Buying a mouse used to be easy, an afterthought after you've spent all your money on megahurtz, and for most people it still is. But when a medic is trying to bunnyhop past me through the 2fort lobby in Half-Life TFC, my rocket launcher needs all the accuracy it can get, and a tired 4 year old 2-button mouse on a torn-up mouse mat is not good enough. (If the last sentence made absolutely no sense to you, congratulations, you can still be saved!)

Hard-core gamers, and I mean the really obsessive ones, swear to the Boomslang 1000 and 2000, but at 800 NOK and apparently questionable longevity I think I'll wait.

The low-price gaming mouse of choice appears to be A4tech 4D+ at 200 NOK.

And the safe choice, the one I'm propably going for, medium-price, high quality and no durability issues, is the Microsoft Intellimouse Optical at 500 NOK. Optical means it doesn't have a ball, which is one less source of erratic behavior, (and one less source of silly freudian hardware puns.)

Waste of money? Perhaps, but it's a bit late to start being sensible now. At some point long ago I made a choice between wasting my money on nicotine and motorized vehicles, or high-tech nerd gadgets - and that's a choice I'll just have to live with.


Sunday, May 06, 2001


Meditation.

I haven't written about this before, and I rarely talk about it either, because it's not something that is easy to describe in words. But in the off chance that anyone actually take my narcissistic know-it-all ramblings here seriously, let me just say this once that it is something I strongly recommend.

I've been meditating for about 6 years, thanks to a suggestion on long-dead Arcades BBS from Magnus Itland, who's also written a decent introduction to it. In the end, nothing you'll ever read can teach you to meditate, but it can point out the direction and give a few helpful hints on the way.

If I have to describe what it's like, I would say that meditation creates a place in me that is timeless and resilient, like a rubber ball or the bamboo tree that bends in the wind. I've learned to put my mind in a meditative mode at will, which feels a bit like relaxing a muscle you didn't know you were flexing. It would be a lie to claim that meditation is always relaxing or pleasant, but that place is always there, growing slowly in strength, even when my meditation is horribly unfocused, (and it often is).

Dataset content:
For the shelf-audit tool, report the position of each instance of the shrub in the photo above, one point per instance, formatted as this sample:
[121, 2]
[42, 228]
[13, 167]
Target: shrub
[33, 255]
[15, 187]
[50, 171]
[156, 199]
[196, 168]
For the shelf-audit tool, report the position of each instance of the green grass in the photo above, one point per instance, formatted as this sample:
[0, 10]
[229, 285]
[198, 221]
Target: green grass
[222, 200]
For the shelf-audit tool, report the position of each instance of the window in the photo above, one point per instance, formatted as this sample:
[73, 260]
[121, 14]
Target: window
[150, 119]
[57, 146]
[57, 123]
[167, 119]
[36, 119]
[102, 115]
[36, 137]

Assigned task: Please write out the portion of the blog excerpt starting with "If I have to" and going on through "it often is).", word for word.

Task answer:
If I have to describe what it's like, I would say that meditation creates a place in me that is timeless and resilient, like a rubber ball or the bamboo tree that bends in the wind. I've learned to put my mind in a meditative mode at will, which feels a bit like relaxing a muscle you didn't know you were flexing. It would be a lie to claim that meditation is always relaxing or pleasant, but that place is always there, growing slowly in strength, even when my meditation is horribly unfocused, (and it often is).